**Zadania do wykonania**:
1. Jaki rozstaw osi ma Volkswagen ID.7 według tekstu o jego premierze?
2. Kontynuuj tekst o premierze Volkswagena ID.7, zaczynając od zdania następującego po jego ostatnim zdaniu.

══ Fragment tekstu ══

Ogromna hala kompleksu Motorówek w Berlinie wypełniła się niemal po brzegi. Zgromadzeni dziennikarze z różnych części Europy nie byli jedynymi, którzy tego dnia oglądali Volkswagena ID.7 na żywo. Podobne premiery odbywały się jeszcze w Stanach Zjednoczonych i w Chinach. Najpierw na scenę wjechał egzemplarz w maskowaniu. Gdy prowadzący dali sygnał, masowanie efektownie opadło. Można było na własne oczy zobaczyć, jak wygląda samochód określany jako następca Passata.
Debiut ID.7 nie kończy historii nazwy Passat. Choć określenia „następca”, a także „Passat na nową, elektryczną erę” padały podczas premiery często, dobrze znana nazwa jeszcze nie odjeżdża do lamusa. Na rynku pojawi się kolejna generacja tego modelu w wersji spalinowej – tyle że wyłącznie z nadwoziem kombi. Sedana już pożegnaliśmy, a fani trójbryłowego nadwozia muszą zwrócić się w stronę ID.7.
Volkswagen ID.7 nie jest jednak sedanem. Jego klapa otwiera się razem z szybą, mówimy więc o liftbacku. Pod tym względem przypomina bardziej model Aretą. Jest od niego jeszcze większy. Mierzy 4961 mm, co plasuje go już wymiarami zdecydowanie w klasie wyższej, a nie średniej. Niewiele dłuższy był luksusowy, choć nieco dziś zapomniany Volkswagen Phaeton, rywalizujący z Mercedesem klasy S. Na żywo widać, że „ID-siódemka” to naprawdę długi samochód. Jego szerokość wynosi 1,862 m, a wysokość 1,537 m. To najniższy z dostępnych obecnie modeli z serii ID.
Kolejnym interesującym parametrem jest tutaj rozstaw osi. Wynosi 2966 mm, co przekłada się na ilość miejsca na tylnej kanapie. Mówimy o wyjątkowo przestronnym modelu, z kanapą umieszczoną wygodnie i dość wysoko. Nie oznacza to jednak kłopotów z przestrzenią nad głową pasażera, nawet takiego o ponadprzeciętnym wzroście. Mimo że linia dachu ID.7 dość mocno opada, a samochód był wyposażony w dach panoramiczny (o którym później), fryzura nie ocierała o sufit. Miejsca na nogi jest naprawdę mnóstwo – jeszcze więcej niż w i tak obszernym Arteonie czy Skodzie Superb.

═══
══ Prezentowany materiał ══

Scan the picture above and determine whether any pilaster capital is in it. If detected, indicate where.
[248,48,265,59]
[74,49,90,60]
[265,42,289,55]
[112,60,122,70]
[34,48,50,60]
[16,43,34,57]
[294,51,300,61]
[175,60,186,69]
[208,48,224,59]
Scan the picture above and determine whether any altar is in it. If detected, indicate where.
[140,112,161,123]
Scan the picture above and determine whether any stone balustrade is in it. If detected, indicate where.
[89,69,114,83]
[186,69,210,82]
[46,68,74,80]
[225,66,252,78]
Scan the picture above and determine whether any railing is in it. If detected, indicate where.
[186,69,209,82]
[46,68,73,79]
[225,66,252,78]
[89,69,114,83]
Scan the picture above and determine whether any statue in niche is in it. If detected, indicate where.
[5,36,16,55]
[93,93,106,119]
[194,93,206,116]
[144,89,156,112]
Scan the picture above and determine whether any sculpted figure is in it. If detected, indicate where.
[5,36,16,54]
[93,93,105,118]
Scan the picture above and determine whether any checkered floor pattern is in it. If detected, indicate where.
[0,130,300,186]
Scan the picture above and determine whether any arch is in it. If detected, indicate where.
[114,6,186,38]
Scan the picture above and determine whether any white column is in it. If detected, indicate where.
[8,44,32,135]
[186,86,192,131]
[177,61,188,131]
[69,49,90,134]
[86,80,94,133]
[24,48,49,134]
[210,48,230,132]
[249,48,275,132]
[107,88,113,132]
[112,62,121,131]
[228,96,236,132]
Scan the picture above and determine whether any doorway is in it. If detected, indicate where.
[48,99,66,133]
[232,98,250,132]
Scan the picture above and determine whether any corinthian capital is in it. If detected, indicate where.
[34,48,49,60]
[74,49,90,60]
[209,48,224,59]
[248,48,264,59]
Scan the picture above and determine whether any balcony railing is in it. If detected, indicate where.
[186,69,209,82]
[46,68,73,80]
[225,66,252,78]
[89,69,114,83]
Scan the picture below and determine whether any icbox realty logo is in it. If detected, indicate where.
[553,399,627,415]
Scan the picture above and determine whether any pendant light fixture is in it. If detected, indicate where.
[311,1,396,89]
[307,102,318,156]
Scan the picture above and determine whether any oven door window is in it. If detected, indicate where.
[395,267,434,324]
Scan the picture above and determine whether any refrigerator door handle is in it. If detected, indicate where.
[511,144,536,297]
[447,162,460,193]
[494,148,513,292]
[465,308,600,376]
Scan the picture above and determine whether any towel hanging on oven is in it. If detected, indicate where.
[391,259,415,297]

═══

**Odpowiedzi do zadań**:
1. Rozstaw osi Volkswagena ID.7 wynosi 2966 mm.

2.
Bagażnik Volkswagena ID.7 ma pojemność 532 litrów. To nieco mniej niż w Passacie czy Arteonie – trudno jednak uznać „kufer” VW za niewystarczający, zwłaszcza że za sprawą klapy otwieranej z szybą dostęp do niego jest prosty, a kształty – regularne.
Volkswagen ID.7 – stylistyka
Nawet jeśli uznamy, że ID.7 faktycznie jest następcą Passata, w jego stylistyce trudno odnaleźć większe podobieństwa do „tradycyjnego” modelu. ID.7 wygląda raczej jak ID.4 czy ID.5 pozbawione cech charakterystycznych dla SUV-a. Widać, że stylistom przyświecała przede wszystkim myśl o osiągnięciu jak najniższego oporu powietrza. Sylwetka jest aerodynamiczna i rzeczywiście – współczynnik oporu powietrza to tutaj wyjątkowo korzystne Cx=0,23 lub 0,24, w zależności od konfiguracji.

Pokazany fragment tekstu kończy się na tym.